Activity
Starting at the line with "For each instance of the tall", retype each line exactly up to and including the final line of the records below.

Data records
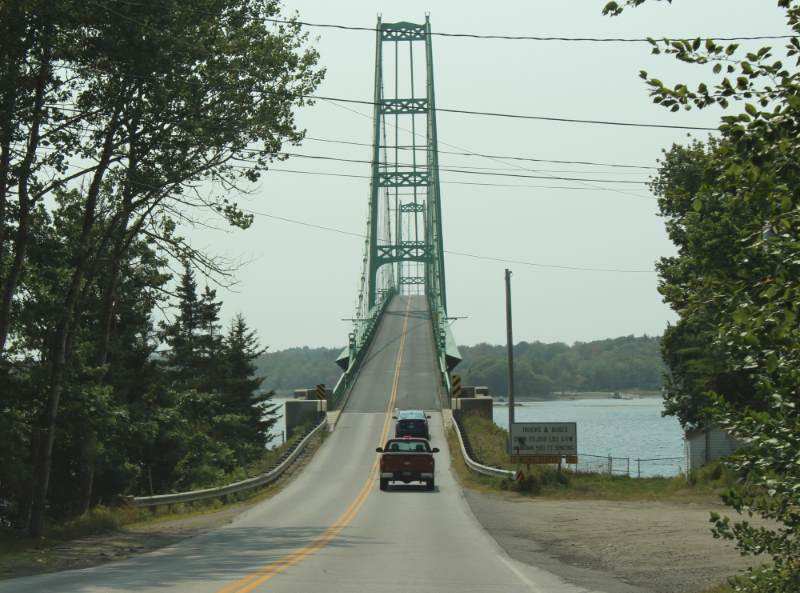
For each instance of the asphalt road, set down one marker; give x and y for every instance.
(331, 529)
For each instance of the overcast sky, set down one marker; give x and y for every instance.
(300, 282)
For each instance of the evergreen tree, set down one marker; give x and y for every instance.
(241, 391)
(183, 357)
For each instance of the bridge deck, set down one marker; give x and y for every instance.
(330, 529)
(418, 380)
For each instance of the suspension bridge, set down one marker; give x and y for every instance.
(330, 529)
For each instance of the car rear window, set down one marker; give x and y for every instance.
(417, 425)
(408, 447)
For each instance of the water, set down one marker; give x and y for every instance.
(617, 427)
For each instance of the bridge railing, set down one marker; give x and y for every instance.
(241, 486)
(364, 334)
(473, 465)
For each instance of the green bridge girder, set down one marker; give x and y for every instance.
(403, 249)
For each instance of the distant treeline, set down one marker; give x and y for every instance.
(605, 365)
(297, 368)
(539, 369)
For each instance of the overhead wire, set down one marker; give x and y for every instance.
(467, 171)
(495, 156)
(505, 37)
(459, 253)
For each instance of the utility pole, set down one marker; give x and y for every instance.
(510, 346)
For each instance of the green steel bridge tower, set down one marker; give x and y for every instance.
(403, 248)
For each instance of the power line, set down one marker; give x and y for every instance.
(447, 182)
(364, 115)
(505, 37)
(456, 170)
(534, 37)
(491, 156)
(458, 253)
(530, 117)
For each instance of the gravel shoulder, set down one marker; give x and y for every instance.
(655, 547)
(138, 538)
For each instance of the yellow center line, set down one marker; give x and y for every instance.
(249, 582)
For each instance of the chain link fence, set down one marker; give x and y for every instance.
(634, 467)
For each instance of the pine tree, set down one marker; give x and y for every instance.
(184, 356)
(242, 396)
(209, 341)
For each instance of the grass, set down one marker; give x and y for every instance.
(15, 546)
(489, 446)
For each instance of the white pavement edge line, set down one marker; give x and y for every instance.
(249, 483)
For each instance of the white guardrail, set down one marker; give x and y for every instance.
(479, 467)
(249, 483)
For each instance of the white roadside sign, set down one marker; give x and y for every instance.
(544, 438)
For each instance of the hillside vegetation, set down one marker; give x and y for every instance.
(298, 368)
(624, 363)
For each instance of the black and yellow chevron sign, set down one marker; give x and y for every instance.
(456, 383)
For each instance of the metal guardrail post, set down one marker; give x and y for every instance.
(479, 468)
(241, 486)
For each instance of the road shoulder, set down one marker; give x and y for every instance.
(661, 547)
(140, 538)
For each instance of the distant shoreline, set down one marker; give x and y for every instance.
(579, 395)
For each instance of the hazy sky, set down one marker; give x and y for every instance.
(300, 282)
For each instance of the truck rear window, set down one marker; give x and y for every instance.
(408, 447)
(412, 425)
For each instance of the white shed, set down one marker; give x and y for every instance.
(703, 445)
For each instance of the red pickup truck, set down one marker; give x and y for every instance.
(407, 460)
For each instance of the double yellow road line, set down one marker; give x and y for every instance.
(255, 579)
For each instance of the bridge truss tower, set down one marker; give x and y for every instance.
(404, 250)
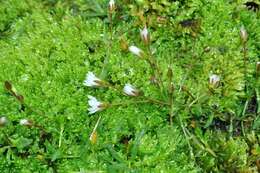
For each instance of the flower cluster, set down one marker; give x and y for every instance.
(93, 81)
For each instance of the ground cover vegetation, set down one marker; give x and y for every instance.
(129, 86)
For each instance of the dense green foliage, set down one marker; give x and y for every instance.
(48, 46)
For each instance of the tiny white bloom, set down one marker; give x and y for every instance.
(25, 122)
(111, 5)
(135, 50)
(91, 80)
(3, 121)
(145, 35)
(214, 79)
(130, 90)
(94, 104)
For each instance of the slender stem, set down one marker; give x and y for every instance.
(187, 138)
(61, 134)
(156, 101)
(156, 70)
(104, 69)
(7, 138)
(127, 103)
(245, 64)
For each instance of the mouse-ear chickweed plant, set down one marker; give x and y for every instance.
(163, 82)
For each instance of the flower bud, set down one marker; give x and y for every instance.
(214, 80)
(123, 44)
(243, 34)
(111, 5)
(3, 121)
(130, 90)
(145, 35)
(136, 51)
(258, 67)
(25, 122)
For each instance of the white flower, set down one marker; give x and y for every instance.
(3, 121)
(94, 104)
(214, 79)
(25, 122)
(130, 90)
(91, 80)
(111, 5)
(136, 51)
(145, 35)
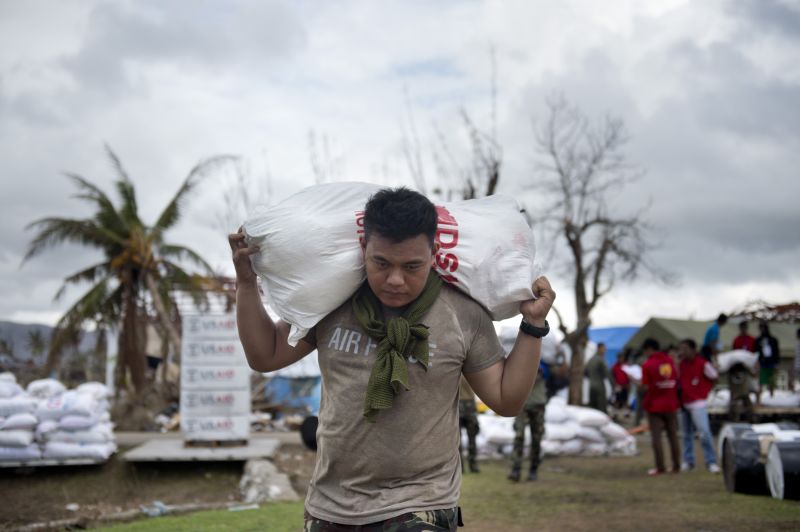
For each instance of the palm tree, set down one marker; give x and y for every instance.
(138, 271)
(36, 344)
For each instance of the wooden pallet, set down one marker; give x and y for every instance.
(215, 444)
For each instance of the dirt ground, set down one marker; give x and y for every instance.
(572, 493)
(37, 495)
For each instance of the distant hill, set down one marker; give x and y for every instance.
(16, 337)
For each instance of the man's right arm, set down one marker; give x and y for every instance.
(265, 343)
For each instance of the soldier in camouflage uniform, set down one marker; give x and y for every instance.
(468, 419)
(740, 405)
(430, 521)
(533, 415)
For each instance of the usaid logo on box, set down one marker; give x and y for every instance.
(213, 403)
(216, 428)
(209, 377)
(211, 327)
(201, 352)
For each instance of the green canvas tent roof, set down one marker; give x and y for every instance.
(670, 331)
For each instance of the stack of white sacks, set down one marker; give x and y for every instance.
(48, 422)
(569, 430)
(720, 398)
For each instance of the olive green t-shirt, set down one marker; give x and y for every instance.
(408, 459)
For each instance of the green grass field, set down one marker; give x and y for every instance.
(571, 494)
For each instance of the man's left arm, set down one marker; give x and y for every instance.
(504, 386)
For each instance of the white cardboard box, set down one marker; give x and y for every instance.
(215, 428)
(210, 327)
(212, 353)
(215, 377)
(201, 403)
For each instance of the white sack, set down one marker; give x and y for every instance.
(497, 430)
(633, 371)
(17, 405)
(571, 447)
(738, 356)
(781, 399)
(77, 422)
(15, 438)
(588, 417)
(561, 432)
(62, 450)
(551, 447)
(626, 447)
(68, 403)
(9, 389)
(96, 389)
(44, 427)
(719, 398)
(93, 435)
(591, 435)
(311, 260)
(614, 432)
(556, 413)
(21, 421)
(594, 449)
(20, 454)
(787, 435)
(45, 388)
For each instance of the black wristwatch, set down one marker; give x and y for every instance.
(532, 330)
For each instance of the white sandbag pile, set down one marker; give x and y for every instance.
(569, 431)
(487, 250)
(720, 399)
(576, 430)
(739, 356)
(46, 421)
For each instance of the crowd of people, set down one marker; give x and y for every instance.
(672, 392)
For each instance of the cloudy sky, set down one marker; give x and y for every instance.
(709, 92)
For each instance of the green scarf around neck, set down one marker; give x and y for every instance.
(398, 339)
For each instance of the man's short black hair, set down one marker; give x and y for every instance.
(690, 343)
(399, 214)
(651, 343)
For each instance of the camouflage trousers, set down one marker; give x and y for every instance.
(468, 419)
(533, 416)
(427, 521)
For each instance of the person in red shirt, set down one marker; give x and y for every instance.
(660, 383)
(697, 377)
(744, 340)
(622, 383)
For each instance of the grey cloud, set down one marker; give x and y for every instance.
(780, 16)
(196, 35)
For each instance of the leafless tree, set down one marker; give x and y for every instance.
(326, 166)
(581, 163)
(479, 175)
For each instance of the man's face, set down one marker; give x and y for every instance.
(397, 271)
(684, 351)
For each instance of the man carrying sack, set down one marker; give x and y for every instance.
(391, 358)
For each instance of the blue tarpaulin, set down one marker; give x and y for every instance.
(615, 339)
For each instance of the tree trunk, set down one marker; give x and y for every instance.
(132, 354)
(166, 322)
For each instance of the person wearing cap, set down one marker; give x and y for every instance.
(712, 343)
(660, 383)
(696, 378)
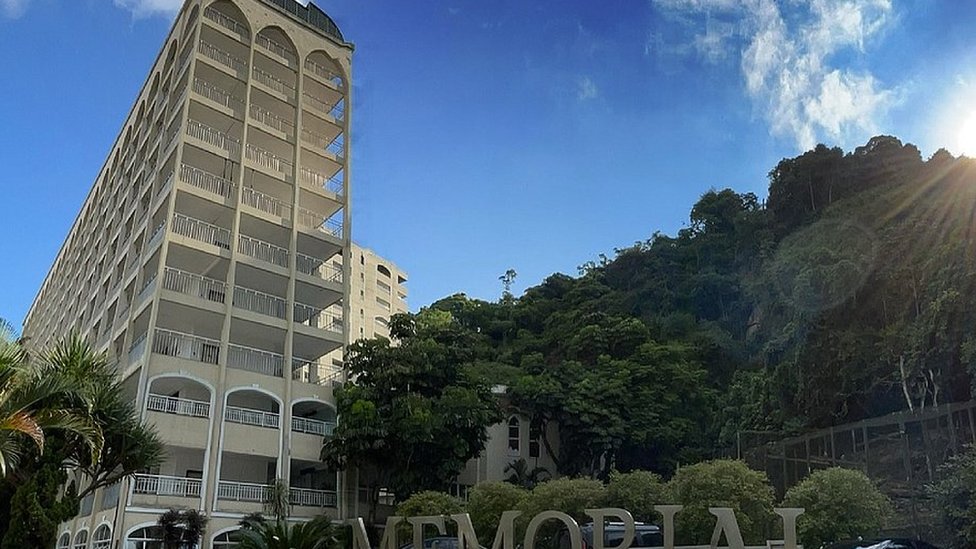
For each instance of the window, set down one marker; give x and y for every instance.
(102, 539)
(514, 429)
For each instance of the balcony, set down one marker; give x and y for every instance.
(312, 426)
(260, 302)
(206, 181)
(178, 406)
(265, 203)
(161, 485)
(192, 284)
(262, 251)
(255, 418)
(186, 346)
(221, 57)
(269, 160)
(201, 231)
(255, 360)
(213, 137)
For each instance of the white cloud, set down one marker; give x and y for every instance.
(13, 8)
(786, 61)
(586, 89)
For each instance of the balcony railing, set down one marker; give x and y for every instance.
(217, 95)
(261, 250)
(194, 285)
(312, 426)
(213, 137)
(257, 418)
(190, 347)
(206, 181)
(278, 49)
(201, 231)
(318, 318)
(265, 203)
(228, 23)
(255, 360)
(307, 497)
(214, 53)
(318, 268)
(269, 160)
(271, 119)
(161, 485)
(177, 406)
(243, 491)
(273, 82)
(260, 302)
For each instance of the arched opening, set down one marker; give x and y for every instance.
(102, 538)
(147, 537)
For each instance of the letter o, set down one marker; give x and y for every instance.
(575, 537)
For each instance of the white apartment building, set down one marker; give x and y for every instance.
(207, 260)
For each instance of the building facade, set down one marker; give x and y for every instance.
(211, 261)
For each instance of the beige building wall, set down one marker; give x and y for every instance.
(207, 262)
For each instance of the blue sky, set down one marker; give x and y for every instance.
(525, 134)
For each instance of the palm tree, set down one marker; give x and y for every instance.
(319, 533)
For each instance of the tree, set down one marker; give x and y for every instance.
(415, 414)
(486, 503)
(181, 528)
(720, 483)
(954, 498)
(637, 492)
(839, 504)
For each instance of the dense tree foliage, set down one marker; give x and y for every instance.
(848, 293)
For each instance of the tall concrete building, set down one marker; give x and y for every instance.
(211, 260)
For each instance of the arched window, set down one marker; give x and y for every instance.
(102, 538)
(149, 537)
(514, 436)
(81, 539)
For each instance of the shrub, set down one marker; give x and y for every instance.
(840, 504)
(487, 502)
(720, 483)
(637, 492)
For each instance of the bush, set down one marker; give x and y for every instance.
(637, 492)
(955, 498)
(721, 483)
(486, 503)
(840, 504)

Solution
For each instance of the tall concrete building, set down one marker; give x and y for every instance.
(211, 260)
For each instance of the arched window, set down one marker; give x and y for every instance.
(102, 538)
(149, 537)
(514, 436)
(81, 539)
For each instance of the shrub, set down one marker; give x and y for every instance.
(840, 504)
(487, 502)
(720, 483)
(637, 492)
For each instance of the bush, set down one marker; give x and y for every instance.
(637, 492)
(955, 498)
(721, 483)
(486, 503)
(840, 504)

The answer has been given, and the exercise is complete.